Work task
The data must be returned exactly. No line may be left out.
** Opening Input data block **
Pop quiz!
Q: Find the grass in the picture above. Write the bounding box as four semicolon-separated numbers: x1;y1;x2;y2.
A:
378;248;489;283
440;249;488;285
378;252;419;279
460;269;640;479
** Closing Input data block **
Final answer
Pop quiz!
Q: Find the grass in the picture above. Write the bounding box as four semicolon-separated numbers: x1;y1;x2;y2.
A:
378;248;489;283
440;249;488;285
378;252;419;279
460;269;640;479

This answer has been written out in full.